Elenco dei compiti:
a) Nel brano sul Natale contemporaneo, quali feste comprende l'espressione «festività natalizie»?
b) Riporta dal brano sul Natale contemporaneo il tratto che va da «di Alfredo Incollingo» fino a «Capodanno e l’Epifania.».

Brano citato:
::::::::::
24 dicembre 2023

Breve critica ragionata al Natale contemporaneo



di Alfredo Incollingo

In un articolo del 2010 pubblicato su La Repubblica l'antropologo Marino Niola dimostrava indirettamente l’inconsistenza delle cosiddette «festività natalizie», un’espressione di comodo per indicare il Natale, il Capodanno e l’Epifania.

«Le feste di Natale sono l’ultimo grande ciclo rituale dell’Occidente. Un lungo, estenuante serial cerimoniale cui è d'obbligo partecipare. Anche controvoglia» (1). L’artificiosità delle festività natalizie contemporanee è così evidente da essere indigesta anche al più sfrenato viveur.

Il Natale italiano è ridotto a una farsa nazionalpopolare, condita con le canzoni sdolcinate di Michael Bublé o George Michael, l’eterna sfida «panettone vs pandoro», i Babbi Natali ovunque e i classici film pornocomici di Christian De Sica e Massimo Boldi, comunemente chiamati «cinepanettoni».
::::::::::
Righe fornite:
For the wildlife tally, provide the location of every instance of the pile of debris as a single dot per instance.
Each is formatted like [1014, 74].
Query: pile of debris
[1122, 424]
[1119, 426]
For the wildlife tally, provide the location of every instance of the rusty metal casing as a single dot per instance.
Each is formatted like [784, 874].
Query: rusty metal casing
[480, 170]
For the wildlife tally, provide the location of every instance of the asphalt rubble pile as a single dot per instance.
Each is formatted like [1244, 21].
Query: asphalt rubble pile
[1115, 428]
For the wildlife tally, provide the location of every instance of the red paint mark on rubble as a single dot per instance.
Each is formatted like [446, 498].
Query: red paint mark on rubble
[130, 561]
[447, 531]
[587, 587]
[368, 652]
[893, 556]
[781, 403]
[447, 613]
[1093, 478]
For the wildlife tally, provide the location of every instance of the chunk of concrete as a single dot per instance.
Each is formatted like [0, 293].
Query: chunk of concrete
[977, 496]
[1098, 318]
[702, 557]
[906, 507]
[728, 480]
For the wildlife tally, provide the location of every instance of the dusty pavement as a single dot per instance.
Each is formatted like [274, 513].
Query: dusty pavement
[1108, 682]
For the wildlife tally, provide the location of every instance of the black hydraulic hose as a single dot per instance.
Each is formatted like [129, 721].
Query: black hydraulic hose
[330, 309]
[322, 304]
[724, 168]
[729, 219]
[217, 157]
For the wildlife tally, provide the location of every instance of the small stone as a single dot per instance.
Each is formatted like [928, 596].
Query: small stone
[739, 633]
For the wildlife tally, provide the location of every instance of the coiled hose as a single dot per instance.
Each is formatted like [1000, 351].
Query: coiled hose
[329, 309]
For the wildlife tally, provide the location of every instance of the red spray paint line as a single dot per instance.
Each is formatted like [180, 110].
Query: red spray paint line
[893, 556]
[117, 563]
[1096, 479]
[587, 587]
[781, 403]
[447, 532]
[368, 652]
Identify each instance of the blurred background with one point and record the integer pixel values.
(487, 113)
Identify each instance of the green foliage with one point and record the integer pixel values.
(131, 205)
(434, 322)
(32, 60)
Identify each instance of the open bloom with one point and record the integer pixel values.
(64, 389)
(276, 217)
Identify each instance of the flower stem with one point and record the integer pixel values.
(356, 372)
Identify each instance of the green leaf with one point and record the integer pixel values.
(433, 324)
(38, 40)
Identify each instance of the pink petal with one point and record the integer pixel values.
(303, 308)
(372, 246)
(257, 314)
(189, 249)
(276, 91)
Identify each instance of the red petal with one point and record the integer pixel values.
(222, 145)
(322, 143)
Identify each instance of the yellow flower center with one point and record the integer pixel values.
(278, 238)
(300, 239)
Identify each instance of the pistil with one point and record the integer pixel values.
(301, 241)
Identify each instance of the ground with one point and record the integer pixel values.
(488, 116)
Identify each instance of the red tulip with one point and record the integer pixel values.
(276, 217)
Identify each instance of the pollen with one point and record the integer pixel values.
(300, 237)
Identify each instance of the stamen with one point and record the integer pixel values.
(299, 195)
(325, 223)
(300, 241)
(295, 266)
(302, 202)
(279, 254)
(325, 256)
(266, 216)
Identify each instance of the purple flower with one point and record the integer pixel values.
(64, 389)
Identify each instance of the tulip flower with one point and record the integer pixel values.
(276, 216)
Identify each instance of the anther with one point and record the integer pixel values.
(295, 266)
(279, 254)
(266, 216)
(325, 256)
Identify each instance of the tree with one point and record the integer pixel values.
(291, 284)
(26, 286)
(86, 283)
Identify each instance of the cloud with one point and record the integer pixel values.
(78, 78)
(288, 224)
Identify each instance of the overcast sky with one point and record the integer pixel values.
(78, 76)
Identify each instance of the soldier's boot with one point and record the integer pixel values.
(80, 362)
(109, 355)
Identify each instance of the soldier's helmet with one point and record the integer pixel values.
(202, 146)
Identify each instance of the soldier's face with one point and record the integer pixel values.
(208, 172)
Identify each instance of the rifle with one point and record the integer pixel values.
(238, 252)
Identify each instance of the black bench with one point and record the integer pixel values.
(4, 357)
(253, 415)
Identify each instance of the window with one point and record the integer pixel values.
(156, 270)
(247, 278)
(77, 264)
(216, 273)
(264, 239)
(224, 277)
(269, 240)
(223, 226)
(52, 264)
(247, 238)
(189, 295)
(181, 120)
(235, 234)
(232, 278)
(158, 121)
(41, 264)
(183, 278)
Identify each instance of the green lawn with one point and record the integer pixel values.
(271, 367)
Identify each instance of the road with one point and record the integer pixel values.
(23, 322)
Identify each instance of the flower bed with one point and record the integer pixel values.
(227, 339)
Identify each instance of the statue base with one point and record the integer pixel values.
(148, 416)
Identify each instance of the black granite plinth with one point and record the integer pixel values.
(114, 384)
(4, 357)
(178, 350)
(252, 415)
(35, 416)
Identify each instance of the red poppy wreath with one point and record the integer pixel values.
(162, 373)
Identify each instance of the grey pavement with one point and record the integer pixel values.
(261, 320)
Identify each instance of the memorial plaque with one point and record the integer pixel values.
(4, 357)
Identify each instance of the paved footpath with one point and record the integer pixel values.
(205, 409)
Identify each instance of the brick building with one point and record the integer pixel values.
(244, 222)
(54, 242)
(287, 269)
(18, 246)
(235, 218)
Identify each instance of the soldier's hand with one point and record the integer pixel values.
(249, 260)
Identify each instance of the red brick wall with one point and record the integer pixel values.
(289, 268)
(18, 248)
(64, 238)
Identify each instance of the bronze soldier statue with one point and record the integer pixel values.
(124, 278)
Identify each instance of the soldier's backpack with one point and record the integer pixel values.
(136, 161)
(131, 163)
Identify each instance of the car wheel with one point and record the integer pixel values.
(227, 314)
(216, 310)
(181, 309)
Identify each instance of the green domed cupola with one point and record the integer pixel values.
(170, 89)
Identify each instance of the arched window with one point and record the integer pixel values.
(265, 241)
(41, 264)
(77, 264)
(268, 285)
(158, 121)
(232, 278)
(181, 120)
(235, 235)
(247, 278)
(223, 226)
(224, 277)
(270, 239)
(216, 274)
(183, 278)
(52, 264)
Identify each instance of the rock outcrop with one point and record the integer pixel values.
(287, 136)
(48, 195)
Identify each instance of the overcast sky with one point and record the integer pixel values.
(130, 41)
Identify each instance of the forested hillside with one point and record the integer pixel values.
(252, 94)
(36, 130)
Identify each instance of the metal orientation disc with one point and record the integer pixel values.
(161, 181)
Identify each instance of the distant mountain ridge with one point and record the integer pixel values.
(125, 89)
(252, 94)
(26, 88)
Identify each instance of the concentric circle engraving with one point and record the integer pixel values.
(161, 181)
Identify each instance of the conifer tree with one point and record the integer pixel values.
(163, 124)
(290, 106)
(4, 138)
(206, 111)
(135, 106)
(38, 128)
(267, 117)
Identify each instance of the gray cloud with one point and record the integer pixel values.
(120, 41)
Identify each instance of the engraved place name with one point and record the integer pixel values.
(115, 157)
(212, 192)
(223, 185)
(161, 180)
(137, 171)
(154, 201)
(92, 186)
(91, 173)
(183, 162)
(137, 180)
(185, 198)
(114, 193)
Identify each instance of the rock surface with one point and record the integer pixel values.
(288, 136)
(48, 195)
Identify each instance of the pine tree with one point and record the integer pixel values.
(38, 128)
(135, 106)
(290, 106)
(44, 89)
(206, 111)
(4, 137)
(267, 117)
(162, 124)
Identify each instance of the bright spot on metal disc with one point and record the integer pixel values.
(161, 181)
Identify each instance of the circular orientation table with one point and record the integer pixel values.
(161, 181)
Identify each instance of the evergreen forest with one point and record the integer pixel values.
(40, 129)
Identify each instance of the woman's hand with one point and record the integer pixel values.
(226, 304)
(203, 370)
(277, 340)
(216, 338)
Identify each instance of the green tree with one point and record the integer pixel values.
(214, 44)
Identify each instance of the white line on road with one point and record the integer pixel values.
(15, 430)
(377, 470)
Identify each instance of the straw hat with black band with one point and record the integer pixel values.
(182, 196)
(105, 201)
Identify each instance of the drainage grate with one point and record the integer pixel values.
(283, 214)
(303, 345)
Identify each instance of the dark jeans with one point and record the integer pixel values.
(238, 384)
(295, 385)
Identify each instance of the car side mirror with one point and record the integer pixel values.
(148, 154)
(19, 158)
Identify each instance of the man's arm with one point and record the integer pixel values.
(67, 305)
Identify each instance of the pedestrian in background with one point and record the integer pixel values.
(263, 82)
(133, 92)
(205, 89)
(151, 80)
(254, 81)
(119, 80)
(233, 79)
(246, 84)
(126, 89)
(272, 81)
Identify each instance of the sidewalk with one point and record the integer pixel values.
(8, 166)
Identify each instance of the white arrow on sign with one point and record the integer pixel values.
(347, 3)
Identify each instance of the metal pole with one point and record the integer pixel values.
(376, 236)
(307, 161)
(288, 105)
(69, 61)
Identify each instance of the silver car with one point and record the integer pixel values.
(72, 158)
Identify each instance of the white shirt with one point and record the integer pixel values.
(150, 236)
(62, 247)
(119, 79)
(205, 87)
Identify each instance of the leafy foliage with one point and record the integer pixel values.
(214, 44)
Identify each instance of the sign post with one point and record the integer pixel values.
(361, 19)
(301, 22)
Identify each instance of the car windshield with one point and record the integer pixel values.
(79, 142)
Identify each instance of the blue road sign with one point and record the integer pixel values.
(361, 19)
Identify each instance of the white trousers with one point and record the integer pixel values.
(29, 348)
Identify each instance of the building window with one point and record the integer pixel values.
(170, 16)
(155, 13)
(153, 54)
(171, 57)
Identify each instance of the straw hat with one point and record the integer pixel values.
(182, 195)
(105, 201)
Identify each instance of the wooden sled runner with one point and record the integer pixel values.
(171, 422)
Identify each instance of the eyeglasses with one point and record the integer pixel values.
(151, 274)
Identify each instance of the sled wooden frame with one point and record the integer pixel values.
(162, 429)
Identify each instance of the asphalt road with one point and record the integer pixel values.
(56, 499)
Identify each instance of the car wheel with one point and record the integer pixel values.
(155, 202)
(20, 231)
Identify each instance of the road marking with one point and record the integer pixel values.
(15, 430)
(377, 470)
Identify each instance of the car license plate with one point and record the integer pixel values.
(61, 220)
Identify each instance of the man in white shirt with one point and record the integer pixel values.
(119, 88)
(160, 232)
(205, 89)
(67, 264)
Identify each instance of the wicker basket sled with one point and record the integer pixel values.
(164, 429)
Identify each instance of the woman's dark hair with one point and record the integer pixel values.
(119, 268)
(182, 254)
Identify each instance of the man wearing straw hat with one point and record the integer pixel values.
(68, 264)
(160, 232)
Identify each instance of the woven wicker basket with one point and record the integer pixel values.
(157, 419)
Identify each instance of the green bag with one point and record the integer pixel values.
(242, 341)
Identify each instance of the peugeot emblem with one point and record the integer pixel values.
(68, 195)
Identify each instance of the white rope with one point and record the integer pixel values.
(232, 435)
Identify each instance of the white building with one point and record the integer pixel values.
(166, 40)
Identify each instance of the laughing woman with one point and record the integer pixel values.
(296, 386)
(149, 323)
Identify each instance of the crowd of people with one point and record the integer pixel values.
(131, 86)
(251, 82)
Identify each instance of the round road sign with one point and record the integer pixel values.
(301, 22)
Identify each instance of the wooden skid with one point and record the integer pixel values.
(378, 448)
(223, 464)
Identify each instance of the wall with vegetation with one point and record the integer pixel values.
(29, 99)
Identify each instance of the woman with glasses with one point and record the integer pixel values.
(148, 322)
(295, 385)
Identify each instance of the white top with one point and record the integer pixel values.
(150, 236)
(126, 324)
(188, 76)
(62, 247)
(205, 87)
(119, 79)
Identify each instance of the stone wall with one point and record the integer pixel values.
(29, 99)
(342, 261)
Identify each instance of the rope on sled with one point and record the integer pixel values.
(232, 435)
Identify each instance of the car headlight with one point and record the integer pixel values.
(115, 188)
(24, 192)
::::::::::
Risposte ai compiti:
a) Il Natale, il Capodanno e l'Epifania.

b)
di Alfredo Incollingo

In un articolo del 2010 pubblicato su La Repubblica l'antropologo Marino Niola dimostrava indirettamente l’inconsistenza delle cosiddette «festività natalizie», un’espressione di comodo per indicare il Natale, il Capodanno e l’Epifania.